> [Task description]: Nothing before the line containing "Would you be able to mark the dense" belongs in the answer; quote that line and all lines after it through the end of the material, word for word.

[Excerpts of pointing data]
========
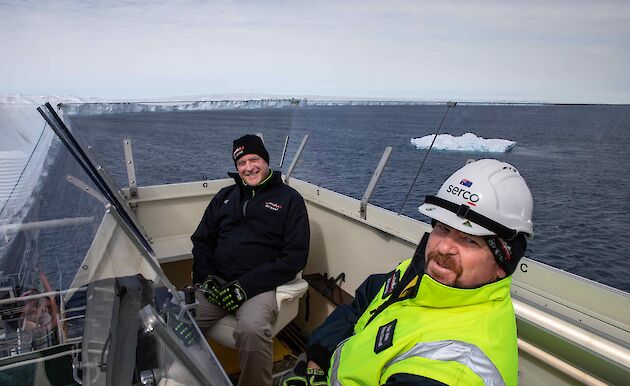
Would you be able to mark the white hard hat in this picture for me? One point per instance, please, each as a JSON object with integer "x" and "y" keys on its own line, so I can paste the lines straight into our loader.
{"x": 483, "y": 198}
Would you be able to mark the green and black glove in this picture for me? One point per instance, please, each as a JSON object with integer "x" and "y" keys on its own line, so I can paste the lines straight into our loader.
{"x": 211, "y": 288}
{"x": 232, "y": 296}
{"x": 304, "y": 377}
{"x": 185, "y": 332}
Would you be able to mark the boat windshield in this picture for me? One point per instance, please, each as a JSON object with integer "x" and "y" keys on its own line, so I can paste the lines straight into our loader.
{"x": 81, "y": 300}
{"x": 573, "y": 157}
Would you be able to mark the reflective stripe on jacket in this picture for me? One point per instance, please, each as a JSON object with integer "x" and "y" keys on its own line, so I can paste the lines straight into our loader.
{"x": 455, "y": 336}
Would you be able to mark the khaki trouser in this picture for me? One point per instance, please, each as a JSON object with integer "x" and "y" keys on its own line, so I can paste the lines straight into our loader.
{"x": 252, "y": 334}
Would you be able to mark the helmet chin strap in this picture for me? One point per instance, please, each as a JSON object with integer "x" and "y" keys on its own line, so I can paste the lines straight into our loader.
{"x": 500, "y": 250}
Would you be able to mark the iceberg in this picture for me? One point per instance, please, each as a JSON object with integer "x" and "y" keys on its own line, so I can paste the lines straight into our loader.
{"x": 465, "y": 142}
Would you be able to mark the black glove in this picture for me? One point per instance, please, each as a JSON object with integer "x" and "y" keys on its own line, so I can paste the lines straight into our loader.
{"x": 232, "y": 296}
{"x": 211, "y": 288}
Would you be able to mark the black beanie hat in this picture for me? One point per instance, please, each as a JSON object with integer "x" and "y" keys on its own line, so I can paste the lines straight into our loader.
{"x": 249, "y": 144}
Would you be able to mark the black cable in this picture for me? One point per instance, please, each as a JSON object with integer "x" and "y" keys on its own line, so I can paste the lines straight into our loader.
{"x": 448, "y": 109}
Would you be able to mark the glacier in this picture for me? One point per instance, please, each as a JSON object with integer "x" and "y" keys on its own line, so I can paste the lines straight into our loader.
{"x": 466, "y": 142}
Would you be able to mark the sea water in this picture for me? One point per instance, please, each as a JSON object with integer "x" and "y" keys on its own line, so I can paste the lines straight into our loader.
{"x": 574, "y": 158}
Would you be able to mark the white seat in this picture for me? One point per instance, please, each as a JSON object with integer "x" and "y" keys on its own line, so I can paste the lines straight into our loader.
{"x": 288, "y": 297}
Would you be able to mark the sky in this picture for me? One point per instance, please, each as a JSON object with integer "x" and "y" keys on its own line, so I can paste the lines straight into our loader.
{"x": 565, "y": 51}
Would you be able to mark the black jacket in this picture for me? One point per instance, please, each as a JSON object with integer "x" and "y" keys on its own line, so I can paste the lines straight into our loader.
{"x": 340, "y": 323}
{"x": 257, "y": 235}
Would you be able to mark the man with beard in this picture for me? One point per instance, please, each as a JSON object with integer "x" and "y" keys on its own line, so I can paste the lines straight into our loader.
{"x": 444, "y": 317}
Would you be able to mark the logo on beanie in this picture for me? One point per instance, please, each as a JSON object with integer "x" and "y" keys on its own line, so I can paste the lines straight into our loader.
{"x": 238, "y": 151}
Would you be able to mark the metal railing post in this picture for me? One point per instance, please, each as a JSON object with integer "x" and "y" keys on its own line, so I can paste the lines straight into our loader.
{"x": 295, "y": 159}
{"x": 131, "y": 169}
{"x": 373, "y": 182}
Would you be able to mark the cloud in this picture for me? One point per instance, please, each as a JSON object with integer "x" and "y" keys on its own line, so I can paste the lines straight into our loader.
{"x": 527, "y": 51}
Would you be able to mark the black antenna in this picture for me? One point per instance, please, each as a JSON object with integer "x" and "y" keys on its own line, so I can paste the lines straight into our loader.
{"x": 448, "y": 108}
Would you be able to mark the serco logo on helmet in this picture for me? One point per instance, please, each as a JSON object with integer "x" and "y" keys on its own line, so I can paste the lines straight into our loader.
{"x": 467, "y": 195}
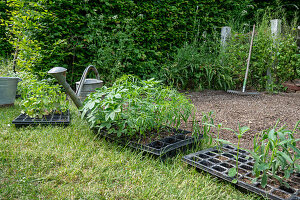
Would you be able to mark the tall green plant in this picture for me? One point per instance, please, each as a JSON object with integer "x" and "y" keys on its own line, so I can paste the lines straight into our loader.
{"x": 135, "y": 107}
{"x": 278, "y": 54}
{"x": 275, "y": 151}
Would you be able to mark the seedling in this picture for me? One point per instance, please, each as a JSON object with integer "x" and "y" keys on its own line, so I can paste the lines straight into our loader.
{"x": 134, "y": 107}
{"x": 40, "y": 97}
{"x": 233, "y": 172}
{"x": 275, "y": 152}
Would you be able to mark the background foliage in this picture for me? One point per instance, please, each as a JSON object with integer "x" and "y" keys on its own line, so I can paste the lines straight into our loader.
{"x": 5, "y": 47}
{"x": 173, "y": 40}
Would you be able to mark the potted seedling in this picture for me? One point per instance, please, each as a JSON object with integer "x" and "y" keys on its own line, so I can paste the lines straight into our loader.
{"x": 271, "y": 168}
{"x": 141, "y": 111}
{"x": 42, "y": 102}
{"x": 8, "y": 87}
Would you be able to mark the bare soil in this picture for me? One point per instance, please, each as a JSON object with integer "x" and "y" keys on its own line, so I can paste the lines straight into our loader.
{"x": 257, "y": 112}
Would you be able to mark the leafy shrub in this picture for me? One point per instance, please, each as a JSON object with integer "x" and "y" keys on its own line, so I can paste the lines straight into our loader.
{"x": 199, "y": 66}
{"x": 132, "y": 36}
{"x": 277, "y": 54}
{"x": 275, "y": 152}
{"x": 5, "y": 46}
{"x": 135, "y": 107}
{"x": 40, "y": 97}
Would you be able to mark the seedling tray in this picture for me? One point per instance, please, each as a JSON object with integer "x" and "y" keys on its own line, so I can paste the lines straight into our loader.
{"x": 218, "y": 163}
{"x": 163, "y": 148}
{"x": 51, "y": 119}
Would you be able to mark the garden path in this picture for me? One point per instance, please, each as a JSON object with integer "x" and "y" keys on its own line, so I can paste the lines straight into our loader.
{"x": 257, "y": 112}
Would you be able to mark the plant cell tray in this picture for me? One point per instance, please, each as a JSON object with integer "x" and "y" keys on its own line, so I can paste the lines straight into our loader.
{"x": 51, "y": 119}
{"x": 218, "y": 163}
{"x": 165, "y": 147}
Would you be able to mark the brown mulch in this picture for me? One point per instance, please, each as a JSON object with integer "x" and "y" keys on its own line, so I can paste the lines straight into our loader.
{"x": 257, "y": 112}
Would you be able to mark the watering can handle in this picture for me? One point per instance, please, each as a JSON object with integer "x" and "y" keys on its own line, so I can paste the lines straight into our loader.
{"x": 82, "y": 80}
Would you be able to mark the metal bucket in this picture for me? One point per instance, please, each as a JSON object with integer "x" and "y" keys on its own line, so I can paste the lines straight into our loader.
{"x": 8, "y": 88}
{"x": 85, "y": 86}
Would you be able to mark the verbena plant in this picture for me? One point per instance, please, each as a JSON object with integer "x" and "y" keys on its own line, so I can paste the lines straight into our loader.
{"x": 233, "y": 172}
{"x": 275, "y": 152}
{"x": 135, "y": 107}
{"x": 40, "y": 97}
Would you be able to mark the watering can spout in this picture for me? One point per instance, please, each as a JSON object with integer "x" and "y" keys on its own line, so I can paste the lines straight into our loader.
{"x": 60, "y": 74}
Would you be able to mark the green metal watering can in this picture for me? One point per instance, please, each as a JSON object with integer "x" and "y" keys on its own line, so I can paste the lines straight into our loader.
{"x": 83, "y": 87}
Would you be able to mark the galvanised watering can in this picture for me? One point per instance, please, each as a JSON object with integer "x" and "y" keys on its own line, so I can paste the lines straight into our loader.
{"x": 83, "y": 87}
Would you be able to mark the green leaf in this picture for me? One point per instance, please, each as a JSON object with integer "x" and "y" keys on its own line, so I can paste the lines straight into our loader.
{"x": 285, "y": 156}
{"x": 271, "y": 135}
{"x": 263, "y": 166}
{"x": 264, "y": 180}
{"x": 223, "y": 141}
{"x": 243, "y": 130}
{"x": 232, "y": 172}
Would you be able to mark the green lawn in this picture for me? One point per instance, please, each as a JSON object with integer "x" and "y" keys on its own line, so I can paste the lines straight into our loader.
{"x": 70, "y": 163}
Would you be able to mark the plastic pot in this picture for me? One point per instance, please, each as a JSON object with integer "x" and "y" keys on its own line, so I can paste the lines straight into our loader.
{"x": 8, "y": 88}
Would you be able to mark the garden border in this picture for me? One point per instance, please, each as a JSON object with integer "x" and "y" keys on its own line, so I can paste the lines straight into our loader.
{"x": 207, "y": 160}
{"x": 51, "y": 119}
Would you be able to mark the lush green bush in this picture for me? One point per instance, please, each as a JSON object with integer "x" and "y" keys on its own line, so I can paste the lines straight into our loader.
{"x": 199, "y": 66}
{"x": 116, "y": 36}
{"x": 5, "y": 46}
{"x": 40, "y": 97}
{"x": 278, "y": 54}
{"x": 134, "y": 107}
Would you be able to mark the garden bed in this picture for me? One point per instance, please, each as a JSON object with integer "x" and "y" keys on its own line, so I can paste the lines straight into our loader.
{"x": 163, "y": 146}
{"x": 257, "y": 112}
{"x": 51, "y": 119}
{"x": 218, "y": 163}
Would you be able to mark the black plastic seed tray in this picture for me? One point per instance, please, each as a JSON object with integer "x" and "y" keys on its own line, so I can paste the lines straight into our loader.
{"x": 218, "y": 163}
{"x": 165, "y": 147}
{"x": 51, "y": 119}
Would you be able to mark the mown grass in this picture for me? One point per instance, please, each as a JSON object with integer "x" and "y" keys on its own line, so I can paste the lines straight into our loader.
{"x": 71, "y": 163}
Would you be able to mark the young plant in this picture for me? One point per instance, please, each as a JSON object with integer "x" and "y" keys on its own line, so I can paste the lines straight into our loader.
{"x": 233, "y": 172}
{"x": 134, "y": 107}
{"x": 275, "y": 151}
{"x": 40, "y": 97}
{"x": 204, "y": 127}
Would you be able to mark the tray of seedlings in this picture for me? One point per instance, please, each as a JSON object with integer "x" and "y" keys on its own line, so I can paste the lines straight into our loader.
{"x": 139, "y": 114}
{"x": 166, "y": 142}
{"x": 220, "y": 161}
{"x": 42, "y": 103}
{"x": 61, "y": 118}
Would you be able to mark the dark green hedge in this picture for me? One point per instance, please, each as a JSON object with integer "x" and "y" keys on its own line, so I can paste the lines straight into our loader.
{"x": 118, "y": 36}
{"x": 5, "y": 46}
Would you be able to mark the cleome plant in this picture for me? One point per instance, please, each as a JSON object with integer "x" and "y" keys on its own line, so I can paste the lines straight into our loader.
{"x": 40, "y": 97}
{"x": 276, "y": 154}
{"x": 233, "y": 172}
{"x": 134, "y": 107}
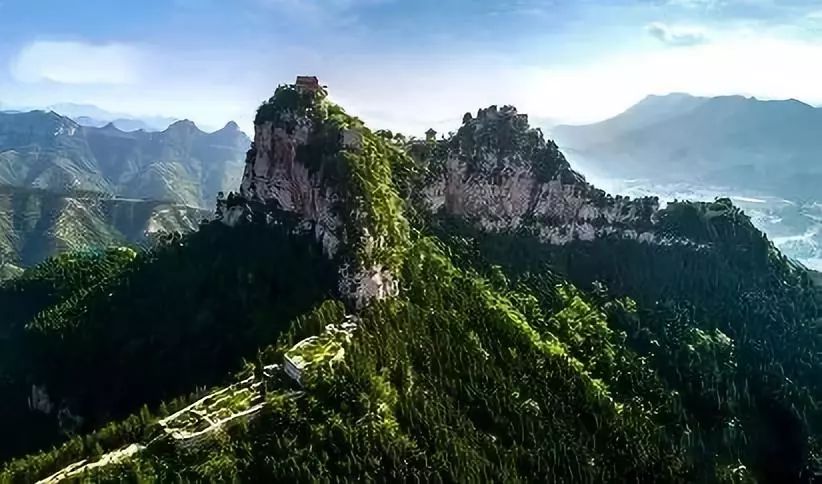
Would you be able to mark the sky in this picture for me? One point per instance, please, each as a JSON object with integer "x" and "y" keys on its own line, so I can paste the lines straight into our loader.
{"x": 405, "y": 64}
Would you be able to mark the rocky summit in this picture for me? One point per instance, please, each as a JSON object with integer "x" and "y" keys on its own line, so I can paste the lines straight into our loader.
{"x": 368, "y": 306}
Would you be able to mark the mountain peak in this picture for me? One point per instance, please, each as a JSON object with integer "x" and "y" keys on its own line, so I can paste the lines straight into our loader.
{"x": 183, "y": 126}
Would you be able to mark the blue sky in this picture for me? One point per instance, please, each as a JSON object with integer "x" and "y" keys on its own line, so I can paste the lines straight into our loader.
{"x": 404, "y": 64}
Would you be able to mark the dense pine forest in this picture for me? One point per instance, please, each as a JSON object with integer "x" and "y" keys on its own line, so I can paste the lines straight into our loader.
{"x": 689, "y": 355}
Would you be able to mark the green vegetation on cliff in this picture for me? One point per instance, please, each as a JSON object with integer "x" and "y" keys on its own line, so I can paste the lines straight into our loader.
{"x": 692, "y": 357}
========
> [Solution]:
Would you be able to mark the dense pine forest in this picture for me? One point per instance, please, each as a JSON object with integer "x" and "y" keys on its own line, so I can paste the lines straight into our loader.
{"x": 689, "y": 355}
Would you be able to mark the green vegetation on cliff in this picture for me? One point per instance, please, each as a JSON object with integer "x" and "y" keys on its own line, so I can paste the lines straight into our loader.
{"x": 692, "y": 357}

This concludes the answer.